## TEXT:
+--
Buying time: The rise of the new Solo Mom
--
Forget the tired ‘single mother’ stereotype. Solo Mum — those choosing to birth and raise a baby alone — are taking their fertility and future into their own hands, with no signs of slowing down.
Instead of wondering when would to hit ‘pause’ on their careers, or waiting for the right partner to show up, women are increasingly seeking reproductive autonomy.
Women like Shelley John, 44, who wanted to be a mother no matter what her current romantic situation.
After two rounds of costly and ineffective artificial insemination, she decided to forego the “traditional way” of getting pregnant and try the donor egg and sperm route.
“Women are choosing to have children later in life,” says Dr. Caitlin Dunne of the Pacific Centre for Reproductive Medicine (PCRM), where John had her treatments.
According to the most recent statistics available in British Columbia, the percentage of live births to women age 35 and older rose from 11% in 1990 to 23% in 2011, while births in the 20 to 34 age category fell from 83% to 74% over the same period.
“This is probably the result of women in our society choosing to pursue their goals before starting a family, along with ready access to contraception,” she says. “When you think about it, women have a very tight timeline in which to get their education, start a career, travel, and then meet the right partner, all between age 20 and 35. Research tells us that, by far, the most common reason women delay having children is the lack of a suitable partner.”
Dr. Dunne says she tries to urge patients to be open to many different ways of building a family: IVF, egg freezing, sperm and egg donation — to name a few.
“As Shelley knows, there is a lot more to being a mother than a DNA test. I have had a lot of patients who use donor eggs, and every single one of them tells me they most certainly feel it is their child,” Dunne says. “How the baby grows and is nurtured after birth is obviously hugely impactful on who that child grows up to be.”
John first visited PCRM when she was 36, and says there was no pressure from the fertility clinic to get started, just a lot of information to guide her in the right direction.
+--
## PROBLEM TO SOLVE:
Keep writing the article about solo moms, starting right after its last sentence.

(Dataset records)
+--
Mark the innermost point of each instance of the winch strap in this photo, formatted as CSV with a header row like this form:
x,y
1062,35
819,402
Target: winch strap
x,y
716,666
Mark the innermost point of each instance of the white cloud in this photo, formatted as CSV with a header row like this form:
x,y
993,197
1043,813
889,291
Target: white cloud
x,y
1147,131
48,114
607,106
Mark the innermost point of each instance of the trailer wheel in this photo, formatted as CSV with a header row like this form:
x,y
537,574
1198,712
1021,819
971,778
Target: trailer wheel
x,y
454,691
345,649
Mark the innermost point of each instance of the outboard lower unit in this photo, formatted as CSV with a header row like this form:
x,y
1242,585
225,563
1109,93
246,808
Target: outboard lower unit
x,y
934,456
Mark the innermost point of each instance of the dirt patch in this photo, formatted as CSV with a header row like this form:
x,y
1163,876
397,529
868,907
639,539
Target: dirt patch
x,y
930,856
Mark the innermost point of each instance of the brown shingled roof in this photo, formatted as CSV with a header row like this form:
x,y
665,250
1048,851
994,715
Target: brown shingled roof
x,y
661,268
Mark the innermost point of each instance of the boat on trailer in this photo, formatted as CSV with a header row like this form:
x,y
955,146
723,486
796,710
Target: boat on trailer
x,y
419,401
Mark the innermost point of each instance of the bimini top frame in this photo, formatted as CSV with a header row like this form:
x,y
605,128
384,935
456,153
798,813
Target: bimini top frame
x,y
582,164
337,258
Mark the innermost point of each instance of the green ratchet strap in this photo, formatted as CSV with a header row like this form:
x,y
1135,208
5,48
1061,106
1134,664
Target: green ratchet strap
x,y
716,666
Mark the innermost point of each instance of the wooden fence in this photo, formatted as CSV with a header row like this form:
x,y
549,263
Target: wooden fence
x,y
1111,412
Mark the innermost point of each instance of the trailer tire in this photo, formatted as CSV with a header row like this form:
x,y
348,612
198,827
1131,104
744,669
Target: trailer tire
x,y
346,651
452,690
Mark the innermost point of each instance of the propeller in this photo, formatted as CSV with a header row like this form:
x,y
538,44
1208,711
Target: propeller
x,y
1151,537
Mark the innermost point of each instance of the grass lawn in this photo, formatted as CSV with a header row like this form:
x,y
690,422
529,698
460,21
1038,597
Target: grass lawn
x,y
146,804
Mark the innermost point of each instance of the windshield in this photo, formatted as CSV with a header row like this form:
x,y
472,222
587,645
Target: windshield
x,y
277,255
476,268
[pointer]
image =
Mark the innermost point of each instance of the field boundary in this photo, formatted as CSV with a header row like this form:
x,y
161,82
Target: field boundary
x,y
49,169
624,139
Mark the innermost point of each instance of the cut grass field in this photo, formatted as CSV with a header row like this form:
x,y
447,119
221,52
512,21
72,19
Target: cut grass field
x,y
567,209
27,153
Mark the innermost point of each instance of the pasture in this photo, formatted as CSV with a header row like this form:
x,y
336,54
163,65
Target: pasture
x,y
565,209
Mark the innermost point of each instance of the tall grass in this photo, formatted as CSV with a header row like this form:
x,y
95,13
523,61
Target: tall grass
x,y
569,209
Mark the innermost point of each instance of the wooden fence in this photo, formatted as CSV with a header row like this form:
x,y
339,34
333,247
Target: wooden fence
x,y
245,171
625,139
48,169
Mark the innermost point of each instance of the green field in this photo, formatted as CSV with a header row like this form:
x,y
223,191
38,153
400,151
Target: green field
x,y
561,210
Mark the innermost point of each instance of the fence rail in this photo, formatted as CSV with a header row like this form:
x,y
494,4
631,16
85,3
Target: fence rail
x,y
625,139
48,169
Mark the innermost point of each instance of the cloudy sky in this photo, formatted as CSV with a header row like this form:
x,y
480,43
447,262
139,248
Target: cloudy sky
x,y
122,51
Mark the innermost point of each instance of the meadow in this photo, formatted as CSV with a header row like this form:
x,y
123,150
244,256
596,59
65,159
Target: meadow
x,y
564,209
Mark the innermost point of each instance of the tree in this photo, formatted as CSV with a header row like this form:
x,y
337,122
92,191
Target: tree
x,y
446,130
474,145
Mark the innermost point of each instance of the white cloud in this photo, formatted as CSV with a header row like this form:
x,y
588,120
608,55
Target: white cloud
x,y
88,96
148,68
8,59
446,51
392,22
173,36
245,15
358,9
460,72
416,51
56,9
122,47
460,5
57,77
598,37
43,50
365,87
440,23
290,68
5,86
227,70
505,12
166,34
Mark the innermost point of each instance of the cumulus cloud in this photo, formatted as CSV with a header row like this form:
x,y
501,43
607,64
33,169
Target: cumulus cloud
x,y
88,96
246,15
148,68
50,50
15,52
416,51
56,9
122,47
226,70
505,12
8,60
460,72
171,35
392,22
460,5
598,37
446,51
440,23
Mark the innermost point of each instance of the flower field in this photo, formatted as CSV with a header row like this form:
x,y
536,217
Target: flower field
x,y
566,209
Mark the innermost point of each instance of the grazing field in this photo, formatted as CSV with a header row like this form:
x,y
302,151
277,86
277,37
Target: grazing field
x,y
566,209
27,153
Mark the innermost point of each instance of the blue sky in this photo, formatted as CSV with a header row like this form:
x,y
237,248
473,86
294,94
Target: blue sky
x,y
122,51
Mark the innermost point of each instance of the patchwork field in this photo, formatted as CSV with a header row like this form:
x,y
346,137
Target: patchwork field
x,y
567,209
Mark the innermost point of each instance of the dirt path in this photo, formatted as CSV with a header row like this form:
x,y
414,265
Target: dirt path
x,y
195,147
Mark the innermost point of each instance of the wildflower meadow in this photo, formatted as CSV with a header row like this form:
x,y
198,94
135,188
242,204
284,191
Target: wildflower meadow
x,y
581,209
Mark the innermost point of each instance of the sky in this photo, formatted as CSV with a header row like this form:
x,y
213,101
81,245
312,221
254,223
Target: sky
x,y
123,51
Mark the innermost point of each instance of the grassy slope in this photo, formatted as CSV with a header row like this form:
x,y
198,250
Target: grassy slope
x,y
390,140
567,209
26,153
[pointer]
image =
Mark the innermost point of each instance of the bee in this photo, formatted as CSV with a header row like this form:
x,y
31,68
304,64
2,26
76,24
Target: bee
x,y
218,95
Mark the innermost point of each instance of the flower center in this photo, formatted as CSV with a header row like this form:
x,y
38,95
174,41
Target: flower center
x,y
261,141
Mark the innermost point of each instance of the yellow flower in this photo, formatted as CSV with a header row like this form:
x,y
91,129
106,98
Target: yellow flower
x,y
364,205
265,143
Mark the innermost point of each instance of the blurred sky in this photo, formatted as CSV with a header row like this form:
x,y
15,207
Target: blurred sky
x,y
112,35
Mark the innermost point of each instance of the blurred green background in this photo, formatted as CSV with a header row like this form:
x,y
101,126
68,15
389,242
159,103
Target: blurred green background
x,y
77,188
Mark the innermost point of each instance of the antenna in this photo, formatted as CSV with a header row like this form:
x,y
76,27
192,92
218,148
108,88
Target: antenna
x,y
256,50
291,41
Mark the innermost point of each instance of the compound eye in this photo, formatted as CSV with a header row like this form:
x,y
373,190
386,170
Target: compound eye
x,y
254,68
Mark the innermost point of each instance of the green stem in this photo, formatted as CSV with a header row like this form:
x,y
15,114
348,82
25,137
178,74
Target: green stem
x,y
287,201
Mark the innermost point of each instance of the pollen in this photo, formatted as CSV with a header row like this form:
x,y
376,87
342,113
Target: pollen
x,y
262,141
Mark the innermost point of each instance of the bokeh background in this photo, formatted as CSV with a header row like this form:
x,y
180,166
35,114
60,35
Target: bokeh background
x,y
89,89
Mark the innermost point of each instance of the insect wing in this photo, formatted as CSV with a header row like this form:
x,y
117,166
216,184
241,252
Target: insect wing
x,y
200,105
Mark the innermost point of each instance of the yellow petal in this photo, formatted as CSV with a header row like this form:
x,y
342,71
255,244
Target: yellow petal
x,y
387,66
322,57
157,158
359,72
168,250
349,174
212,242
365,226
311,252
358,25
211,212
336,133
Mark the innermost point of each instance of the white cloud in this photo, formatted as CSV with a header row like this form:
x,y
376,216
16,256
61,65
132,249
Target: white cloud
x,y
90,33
+--
## SOLVED PROBLEM:
“I thought ‘by the time I’m 40, maybe I’ll really think about it and I’ll have the research I need to make a decision,’” she says. “But, I learned a lot during that first visit, and I think a lot of women aren’t aware how much fertility really drops during that time.”
Vitrification is a new freezing technology that has revolutionized the practice of egg freezing, which is another option for women looking to hedge their bets on motherhood later in life.
“In the past, we used a technique called slow-freezing and many of the eggs were damaged or they died during the freezing process,” says Dunne. “With vitrification, egg survival is 80–95% so it is a much more reliable way to bank eggs.”
Anecdotally, she says women these days are realizing that they can ‘have it all’.
“Women in generations before us worked incredibly hard to advance the plight of women in the workplace. Unfortunately, however, sometimes trying to prove that women could perform as well as men (or better!) came at a personal cost and women were forced to put off having children to achieve their professional goals. In my fertility practice, I am seeing more and more professional women who recognize the opportunity to bank eggs for the future which takes some pressure off while they search for a partner or grow their careers.”
The appeal of egg freezing and IVF is obvious: When it comes to something as important as the decision to have children, why not take the clock into your own hands instead of racing against it?
Sitting at the kitchen table of John’s home in Maple Ridge, her bouncy baby boy Kazuki giggles in the background. She looks over her shoulder and smiles.
“If I could give my past self advice, it would have been to do egg freezing when I first visited PCRM at 36,” she says. “But it is expensive. It’s the storage of the eggs that is costly, not just the procedure. In the end, this is the path my life was meant to take. I have no regrets.”